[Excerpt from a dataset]
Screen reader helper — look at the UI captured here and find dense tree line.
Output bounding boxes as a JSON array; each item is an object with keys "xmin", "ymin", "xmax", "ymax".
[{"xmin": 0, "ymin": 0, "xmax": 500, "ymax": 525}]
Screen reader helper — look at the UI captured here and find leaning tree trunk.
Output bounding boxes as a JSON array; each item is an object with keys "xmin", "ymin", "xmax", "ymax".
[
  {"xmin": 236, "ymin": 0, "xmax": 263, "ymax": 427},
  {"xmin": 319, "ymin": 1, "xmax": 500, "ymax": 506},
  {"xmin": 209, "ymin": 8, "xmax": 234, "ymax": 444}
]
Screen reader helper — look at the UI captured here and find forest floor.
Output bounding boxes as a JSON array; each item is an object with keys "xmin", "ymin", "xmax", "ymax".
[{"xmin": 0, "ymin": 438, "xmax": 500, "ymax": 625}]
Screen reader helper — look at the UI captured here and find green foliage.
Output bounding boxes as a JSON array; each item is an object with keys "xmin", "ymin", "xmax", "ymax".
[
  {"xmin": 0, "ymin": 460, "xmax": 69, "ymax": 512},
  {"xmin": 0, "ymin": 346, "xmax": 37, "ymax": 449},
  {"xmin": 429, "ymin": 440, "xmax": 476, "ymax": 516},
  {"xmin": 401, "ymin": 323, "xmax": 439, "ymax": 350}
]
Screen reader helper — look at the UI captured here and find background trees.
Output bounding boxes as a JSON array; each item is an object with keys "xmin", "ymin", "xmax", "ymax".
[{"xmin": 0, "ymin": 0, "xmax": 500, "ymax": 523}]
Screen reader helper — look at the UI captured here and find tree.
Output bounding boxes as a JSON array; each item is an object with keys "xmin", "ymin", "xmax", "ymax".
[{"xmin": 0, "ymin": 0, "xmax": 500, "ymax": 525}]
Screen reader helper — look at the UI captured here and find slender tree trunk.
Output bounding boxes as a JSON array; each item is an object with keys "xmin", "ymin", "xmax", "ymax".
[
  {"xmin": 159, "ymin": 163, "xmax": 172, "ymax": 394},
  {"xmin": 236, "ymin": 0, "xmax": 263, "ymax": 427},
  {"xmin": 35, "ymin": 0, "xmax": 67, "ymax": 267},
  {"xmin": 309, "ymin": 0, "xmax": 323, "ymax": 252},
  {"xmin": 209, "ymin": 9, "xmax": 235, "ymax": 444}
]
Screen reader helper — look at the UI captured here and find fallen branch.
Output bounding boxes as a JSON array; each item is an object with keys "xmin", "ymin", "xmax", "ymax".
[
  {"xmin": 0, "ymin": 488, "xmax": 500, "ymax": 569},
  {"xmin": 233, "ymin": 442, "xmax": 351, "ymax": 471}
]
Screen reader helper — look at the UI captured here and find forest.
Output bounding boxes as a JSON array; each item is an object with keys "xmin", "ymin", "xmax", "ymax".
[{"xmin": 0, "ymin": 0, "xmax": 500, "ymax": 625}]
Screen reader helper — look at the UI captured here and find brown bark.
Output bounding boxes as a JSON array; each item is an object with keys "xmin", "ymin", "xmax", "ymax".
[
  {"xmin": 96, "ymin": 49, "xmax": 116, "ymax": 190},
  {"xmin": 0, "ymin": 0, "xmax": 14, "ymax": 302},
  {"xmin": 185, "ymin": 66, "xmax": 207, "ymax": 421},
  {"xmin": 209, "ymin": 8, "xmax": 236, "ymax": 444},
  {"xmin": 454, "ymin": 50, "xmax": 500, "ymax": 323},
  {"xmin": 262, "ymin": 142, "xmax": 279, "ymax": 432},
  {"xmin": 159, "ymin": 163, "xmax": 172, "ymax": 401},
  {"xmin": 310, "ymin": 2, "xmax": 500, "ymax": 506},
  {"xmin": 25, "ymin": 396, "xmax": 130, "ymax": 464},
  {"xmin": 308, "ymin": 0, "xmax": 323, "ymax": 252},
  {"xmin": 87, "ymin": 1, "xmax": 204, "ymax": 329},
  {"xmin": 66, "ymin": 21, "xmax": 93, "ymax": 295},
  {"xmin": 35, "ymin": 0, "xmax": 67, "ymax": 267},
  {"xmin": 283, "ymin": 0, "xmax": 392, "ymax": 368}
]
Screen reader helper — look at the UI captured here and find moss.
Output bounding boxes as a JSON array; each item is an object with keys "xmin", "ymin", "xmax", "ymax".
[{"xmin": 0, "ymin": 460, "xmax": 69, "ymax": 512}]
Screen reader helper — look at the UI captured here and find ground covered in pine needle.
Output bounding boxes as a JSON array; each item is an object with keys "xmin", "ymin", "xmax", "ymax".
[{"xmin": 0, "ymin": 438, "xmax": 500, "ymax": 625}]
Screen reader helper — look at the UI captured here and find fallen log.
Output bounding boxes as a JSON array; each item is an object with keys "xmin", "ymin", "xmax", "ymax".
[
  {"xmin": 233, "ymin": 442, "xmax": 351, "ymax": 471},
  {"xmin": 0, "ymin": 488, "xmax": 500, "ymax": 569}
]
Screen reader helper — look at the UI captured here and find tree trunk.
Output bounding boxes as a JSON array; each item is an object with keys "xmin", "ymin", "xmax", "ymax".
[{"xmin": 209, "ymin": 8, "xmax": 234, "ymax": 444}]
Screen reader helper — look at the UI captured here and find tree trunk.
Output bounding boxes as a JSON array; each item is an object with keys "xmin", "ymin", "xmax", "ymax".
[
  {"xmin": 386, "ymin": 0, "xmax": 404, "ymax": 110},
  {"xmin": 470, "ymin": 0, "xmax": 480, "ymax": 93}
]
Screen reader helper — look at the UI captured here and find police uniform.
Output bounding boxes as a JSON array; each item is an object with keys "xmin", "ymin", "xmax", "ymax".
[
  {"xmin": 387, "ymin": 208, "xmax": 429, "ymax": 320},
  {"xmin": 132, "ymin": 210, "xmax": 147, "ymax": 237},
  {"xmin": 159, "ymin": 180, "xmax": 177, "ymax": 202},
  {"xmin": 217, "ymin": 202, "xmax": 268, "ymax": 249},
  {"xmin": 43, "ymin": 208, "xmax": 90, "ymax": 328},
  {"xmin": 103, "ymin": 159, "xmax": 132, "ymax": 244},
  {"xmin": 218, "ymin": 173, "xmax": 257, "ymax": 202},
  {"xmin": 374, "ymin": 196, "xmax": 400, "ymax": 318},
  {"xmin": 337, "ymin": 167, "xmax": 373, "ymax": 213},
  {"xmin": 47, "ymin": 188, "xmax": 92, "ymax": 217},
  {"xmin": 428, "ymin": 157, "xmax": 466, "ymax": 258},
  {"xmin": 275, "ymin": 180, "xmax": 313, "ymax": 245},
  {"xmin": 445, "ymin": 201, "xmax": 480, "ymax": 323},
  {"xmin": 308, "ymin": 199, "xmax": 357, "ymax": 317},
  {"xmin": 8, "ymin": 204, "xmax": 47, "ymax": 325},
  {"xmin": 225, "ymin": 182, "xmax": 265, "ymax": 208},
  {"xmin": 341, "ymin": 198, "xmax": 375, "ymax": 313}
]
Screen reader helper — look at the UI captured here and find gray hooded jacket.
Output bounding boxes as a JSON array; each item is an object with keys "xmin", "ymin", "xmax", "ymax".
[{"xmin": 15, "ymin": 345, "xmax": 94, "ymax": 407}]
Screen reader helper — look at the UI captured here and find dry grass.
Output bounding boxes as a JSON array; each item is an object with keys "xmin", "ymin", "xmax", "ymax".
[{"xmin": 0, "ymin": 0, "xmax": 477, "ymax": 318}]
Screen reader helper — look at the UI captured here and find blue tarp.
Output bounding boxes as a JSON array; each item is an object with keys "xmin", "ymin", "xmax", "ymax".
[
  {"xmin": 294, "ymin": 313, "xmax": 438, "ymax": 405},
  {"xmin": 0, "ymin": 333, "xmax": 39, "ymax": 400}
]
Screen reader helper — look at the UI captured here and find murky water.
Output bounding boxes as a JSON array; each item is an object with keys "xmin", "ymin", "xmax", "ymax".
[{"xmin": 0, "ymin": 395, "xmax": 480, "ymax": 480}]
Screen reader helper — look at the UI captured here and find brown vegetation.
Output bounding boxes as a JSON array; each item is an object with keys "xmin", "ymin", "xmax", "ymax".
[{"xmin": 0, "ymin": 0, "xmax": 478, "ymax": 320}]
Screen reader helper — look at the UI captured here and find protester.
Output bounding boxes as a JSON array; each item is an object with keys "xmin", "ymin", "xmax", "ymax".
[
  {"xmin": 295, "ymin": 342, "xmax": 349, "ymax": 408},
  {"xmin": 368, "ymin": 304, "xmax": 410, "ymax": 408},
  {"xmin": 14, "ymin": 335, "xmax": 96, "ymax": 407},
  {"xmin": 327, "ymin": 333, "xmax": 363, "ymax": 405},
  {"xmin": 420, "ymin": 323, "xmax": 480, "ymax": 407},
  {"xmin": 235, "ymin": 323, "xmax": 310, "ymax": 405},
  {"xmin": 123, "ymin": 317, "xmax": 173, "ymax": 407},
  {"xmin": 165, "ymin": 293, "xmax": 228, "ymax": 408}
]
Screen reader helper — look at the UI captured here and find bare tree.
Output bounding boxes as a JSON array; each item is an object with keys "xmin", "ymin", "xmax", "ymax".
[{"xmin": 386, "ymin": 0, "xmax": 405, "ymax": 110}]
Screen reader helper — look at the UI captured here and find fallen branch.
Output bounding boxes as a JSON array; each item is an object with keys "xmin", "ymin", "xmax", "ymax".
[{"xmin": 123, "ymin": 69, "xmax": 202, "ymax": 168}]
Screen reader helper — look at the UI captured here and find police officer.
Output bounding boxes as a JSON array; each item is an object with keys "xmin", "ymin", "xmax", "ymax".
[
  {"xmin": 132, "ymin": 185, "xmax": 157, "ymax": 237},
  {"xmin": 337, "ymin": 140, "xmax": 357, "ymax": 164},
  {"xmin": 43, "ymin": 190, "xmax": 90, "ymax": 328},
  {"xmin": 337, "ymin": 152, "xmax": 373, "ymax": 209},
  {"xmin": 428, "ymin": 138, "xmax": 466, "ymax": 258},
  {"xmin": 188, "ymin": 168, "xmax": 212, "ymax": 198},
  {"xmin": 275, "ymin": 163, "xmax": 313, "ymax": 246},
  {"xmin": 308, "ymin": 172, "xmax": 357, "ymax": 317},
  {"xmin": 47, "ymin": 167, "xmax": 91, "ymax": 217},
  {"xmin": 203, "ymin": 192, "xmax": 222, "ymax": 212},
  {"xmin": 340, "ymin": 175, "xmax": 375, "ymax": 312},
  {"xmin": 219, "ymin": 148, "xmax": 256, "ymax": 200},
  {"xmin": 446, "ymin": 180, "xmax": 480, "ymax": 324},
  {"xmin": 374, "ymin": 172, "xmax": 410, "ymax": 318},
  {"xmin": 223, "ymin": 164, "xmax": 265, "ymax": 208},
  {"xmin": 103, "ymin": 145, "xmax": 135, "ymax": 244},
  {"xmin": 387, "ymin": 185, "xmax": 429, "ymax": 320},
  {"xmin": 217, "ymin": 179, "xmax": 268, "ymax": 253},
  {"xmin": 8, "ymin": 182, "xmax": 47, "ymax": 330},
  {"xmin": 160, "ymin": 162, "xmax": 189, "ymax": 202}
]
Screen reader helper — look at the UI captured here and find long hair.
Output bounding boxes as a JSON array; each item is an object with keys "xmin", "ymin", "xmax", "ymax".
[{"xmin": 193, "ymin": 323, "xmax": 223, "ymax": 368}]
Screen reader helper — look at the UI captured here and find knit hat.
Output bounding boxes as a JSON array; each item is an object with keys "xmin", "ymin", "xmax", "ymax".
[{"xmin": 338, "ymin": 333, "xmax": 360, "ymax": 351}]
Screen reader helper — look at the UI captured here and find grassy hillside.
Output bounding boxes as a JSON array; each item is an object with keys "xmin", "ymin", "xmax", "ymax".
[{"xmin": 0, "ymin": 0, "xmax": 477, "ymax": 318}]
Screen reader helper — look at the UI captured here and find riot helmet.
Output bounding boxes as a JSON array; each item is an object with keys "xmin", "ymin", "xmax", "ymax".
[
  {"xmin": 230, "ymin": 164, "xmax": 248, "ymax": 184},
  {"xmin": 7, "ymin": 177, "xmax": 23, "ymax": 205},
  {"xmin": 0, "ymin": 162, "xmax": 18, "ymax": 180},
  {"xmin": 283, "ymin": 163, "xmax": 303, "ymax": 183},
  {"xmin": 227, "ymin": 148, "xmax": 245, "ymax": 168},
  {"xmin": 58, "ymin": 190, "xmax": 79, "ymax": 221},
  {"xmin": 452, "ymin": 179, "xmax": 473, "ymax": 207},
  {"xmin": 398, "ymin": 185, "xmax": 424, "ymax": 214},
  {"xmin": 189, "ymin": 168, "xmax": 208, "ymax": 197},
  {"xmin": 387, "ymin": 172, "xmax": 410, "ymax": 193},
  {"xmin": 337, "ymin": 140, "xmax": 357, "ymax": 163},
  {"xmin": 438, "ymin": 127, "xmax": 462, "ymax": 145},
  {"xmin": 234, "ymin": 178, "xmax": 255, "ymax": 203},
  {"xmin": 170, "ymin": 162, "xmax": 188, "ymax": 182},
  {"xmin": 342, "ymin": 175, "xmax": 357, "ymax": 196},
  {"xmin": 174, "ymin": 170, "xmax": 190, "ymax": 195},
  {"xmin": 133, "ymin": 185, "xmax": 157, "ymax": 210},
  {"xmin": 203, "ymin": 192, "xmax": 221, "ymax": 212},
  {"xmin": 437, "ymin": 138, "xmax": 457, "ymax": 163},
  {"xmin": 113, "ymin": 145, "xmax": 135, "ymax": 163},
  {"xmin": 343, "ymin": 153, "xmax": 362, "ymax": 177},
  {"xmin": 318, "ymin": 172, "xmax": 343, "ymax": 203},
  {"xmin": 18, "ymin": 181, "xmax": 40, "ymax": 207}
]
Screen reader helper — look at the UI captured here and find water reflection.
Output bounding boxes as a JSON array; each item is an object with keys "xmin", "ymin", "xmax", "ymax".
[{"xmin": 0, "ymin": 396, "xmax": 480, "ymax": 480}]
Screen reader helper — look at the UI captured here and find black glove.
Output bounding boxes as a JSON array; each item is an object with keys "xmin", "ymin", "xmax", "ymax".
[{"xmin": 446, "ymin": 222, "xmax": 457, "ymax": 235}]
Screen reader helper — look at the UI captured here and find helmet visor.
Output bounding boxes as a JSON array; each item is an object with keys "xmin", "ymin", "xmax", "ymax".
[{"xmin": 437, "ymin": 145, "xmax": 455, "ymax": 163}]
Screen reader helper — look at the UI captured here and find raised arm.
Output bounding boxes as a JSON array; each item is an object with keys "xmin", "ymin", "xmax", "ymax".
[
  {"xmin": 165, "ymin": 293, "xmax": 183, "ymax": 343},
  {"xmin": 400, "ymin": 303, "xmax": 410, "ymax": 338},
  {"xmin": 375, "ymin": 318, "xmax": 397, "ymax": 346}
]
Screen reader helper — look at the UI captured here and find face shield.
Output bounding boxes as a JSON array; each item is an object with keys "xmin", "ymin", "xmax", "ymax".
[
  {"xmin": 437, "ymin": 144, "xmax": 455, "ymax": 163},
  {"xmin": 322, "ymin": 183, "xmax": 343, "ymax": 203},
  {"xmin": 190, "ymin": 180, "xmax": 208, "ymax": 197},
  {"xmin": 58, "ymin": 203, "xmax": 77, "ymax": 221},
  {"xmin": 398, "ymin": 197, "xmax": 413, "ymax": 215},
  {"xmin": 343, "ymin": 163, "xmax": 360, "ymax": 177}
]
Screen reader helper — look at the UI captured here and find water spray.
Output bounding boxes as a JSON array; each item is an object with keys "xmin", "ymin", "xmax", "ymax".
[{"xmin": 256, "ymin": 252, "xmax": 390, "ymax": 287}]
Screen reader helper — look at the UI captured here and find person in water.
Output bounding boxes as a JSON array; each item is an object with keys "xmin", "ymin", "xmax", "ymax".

*DESCRIPTION OF THE TASK*
Exactly as written, give the line containing "find water spray." and all remaining lines of the records.

*REPLY TO THE TASK*
Screen reader helper — look at the UI captured here and find water spray.
Output bounding boxes as a JSON array; each item is an object with keys "xmin", "ymin", "xmax", "ymax".
[{"xmin": 256, "ymin": 252, "xmax": 390, "ymax": 287}]
Screen reader helper — look at the UI captured here and find person in water.
Output bounding boxes as a JSON array; each item is an object with keys "xmin", "ymin", "xmax", "ymax".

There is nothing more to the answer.